■ Soal Latihan 1
Tulis ulang bagian kisah Nabi Nuh AS mulai dari "Nabi Nuh AS diutus" sampai dengan "dan menyiksa beliau.", lalu tukar "kesabaran" dengan "ketekunan".
________
KISAH NABI NUH AS DAN ANAKNYA KAN’AN

On Senin, 10 Maret 2025 0 komentar

 


KISAH NABI NUH AS 

DAN ANAKNYA KAN’AN

 

Nabi Nuh AS adalah salah satu nabi yang diutus oleh Allah SWT untuk mengajak kaumnya kepada tauhid, yaitu menyembah hanya kepada Allah dan meninggalkan penyembahan berhala. Namun, kaumnya menolak seruannya, termasuk anaknya sendiri, Kan’an, yang memilih untuk tetap dalam kekafiran. Kisah Nabi Nuh AS dan anaknya Kan’an mengandung banyak pelajaran tentang keimanan, kesabaran, dan takdir Allah SWT.

 

Dakwah Nabi Nuh AS yang Ditolak Kaumnya

Nabi Nuh AS diutus oleh Allah kepada kaumnya yang tenggelam dalam kesesatan dan penyembahan berhala. Beliau berdakwah selama 950 tahun dengan penuh kesabaran, mengajak mereka untuk meninggalkan berhala dan menyembah Allah. Namun, hanya sedikit yang mau beriman. Sebagian besar menolak dengan sombong, bahkan mengejek dan menyiksa beliau.

Allah SWT berfirman:

"Dan sesungguhnya Kami telah mengutus Nuh kepada kaumnya, lalu ia tinggal di antara mereka selama sembilan ratus lima puluh tahun. Maka mereka ditimpa banjir besar, dan mereka orang-orang yang zalim." (QS. Al-Ankabut: 14)

Orang-orang yang menolak ajakan Nabi Nuh mencemooh beliau dan berkata, "Apakah kami harus mengikuti seorang manusia biasa seperti kami?" (QS. Al-Qamar: 24).
________
■ Soal Latihan 2
Salin setiap baris catatan yang mengandung kata "green". Perbedaan huruf besar dan huruf kecil diperhitungkan.

Data Tercatat
________
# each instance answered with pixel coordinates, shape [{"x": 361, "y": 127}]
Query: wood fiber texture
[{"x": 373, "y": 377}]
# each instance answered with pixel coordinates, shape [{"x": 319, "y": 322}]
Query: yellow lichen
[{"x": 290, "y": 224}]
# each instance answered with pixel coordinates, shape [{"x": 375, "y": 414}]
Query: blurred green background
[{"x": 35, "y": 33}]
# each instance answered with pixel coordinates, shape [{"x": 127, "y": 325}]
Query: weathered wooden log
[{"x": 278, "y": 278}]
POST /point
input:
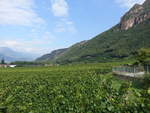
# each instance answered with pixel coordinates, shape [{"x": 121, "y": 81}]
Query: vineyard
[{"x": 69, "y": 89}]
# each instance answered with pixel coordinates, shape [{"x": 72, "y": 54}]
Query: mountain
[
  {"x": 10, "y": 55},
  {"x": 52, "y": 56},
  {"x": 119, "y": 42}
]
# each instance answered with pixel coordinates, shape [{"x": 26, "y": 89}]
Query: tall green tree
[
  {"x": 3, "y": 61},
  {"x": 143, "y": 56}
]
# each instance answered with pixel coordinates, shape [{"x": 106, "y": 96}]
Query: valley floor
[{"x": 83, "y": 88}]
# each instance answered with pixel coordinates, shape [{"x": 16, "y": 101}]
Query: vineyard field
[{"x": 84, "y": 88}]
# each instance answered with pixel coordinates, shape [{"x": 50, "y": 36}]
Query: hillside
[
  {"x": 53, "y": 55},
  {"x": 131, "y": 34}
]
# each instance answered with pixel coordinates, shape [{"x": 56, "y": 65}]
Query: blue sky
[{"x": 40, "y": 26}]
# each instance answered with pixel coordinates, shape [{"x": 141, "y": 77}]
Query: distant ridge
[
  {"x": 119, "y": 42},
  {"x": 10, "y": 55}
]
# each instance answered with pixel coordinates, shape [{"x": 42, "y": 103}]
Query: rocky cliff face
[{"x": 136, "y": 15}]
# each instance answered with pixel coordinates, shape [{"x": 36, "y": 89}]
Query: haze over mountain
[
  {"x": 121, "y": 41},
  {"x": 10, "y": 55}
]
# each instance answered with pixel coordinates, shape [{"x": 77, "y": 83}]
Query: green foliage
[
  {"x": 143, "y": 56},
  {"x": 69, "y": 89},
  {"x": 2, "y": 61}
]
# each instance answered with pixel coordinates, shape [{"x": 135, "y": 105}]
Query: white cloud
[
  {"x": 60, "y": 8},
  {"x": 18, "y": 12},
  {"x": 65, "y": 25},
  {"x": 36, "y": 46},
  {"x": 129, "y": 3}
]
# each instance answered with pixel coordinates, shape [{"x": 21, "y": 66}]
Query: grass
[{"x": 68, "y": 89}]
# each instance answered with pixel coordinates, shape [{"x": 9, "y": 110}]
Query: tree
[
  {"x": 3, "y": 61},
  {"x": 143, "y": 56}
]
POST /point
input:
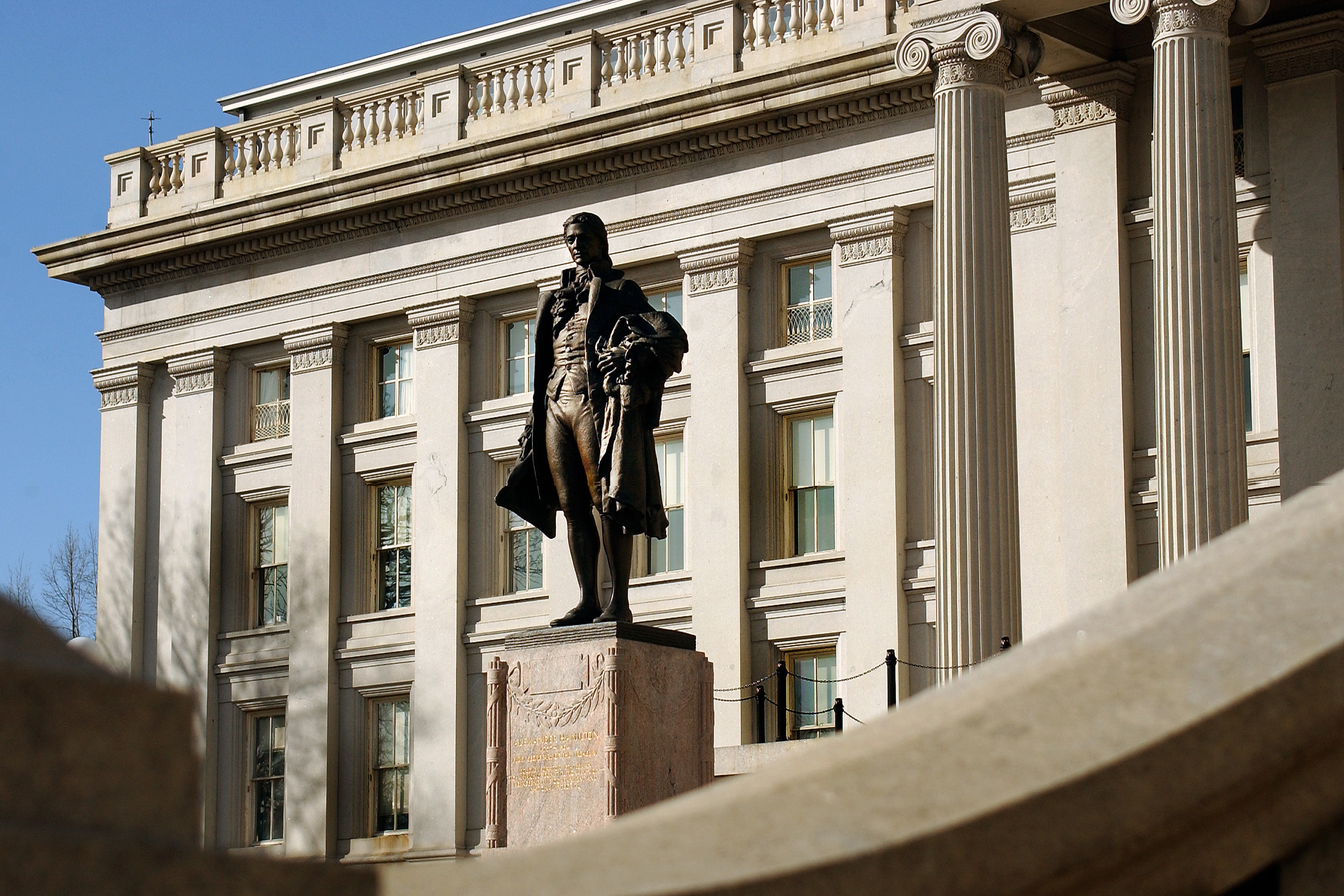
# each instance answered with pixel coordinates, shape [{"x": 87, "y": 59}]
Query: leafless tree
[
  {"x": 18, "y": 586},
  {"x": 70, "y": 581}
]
________
■ Hasil Tugas 1
Nabi Nuh AS diutus oleh Allah kepada kaumnya yang tenggelam dalam kesesatan dan penyembahan berhala. Beliau berdakwah selama 950 tahun dengan penuh ketekunan, mengajak mereka untuk meninggalkan berhala dan menyembah Allah. Namun, hanya sedikit yang mau beriman. Sebagian besar menolak dengan sombong, bahkan mengejek dan menyiksa beliau.

■ Hasil Tugas 2
Query: blurred green background
Query: tall green tree
Query: green foliage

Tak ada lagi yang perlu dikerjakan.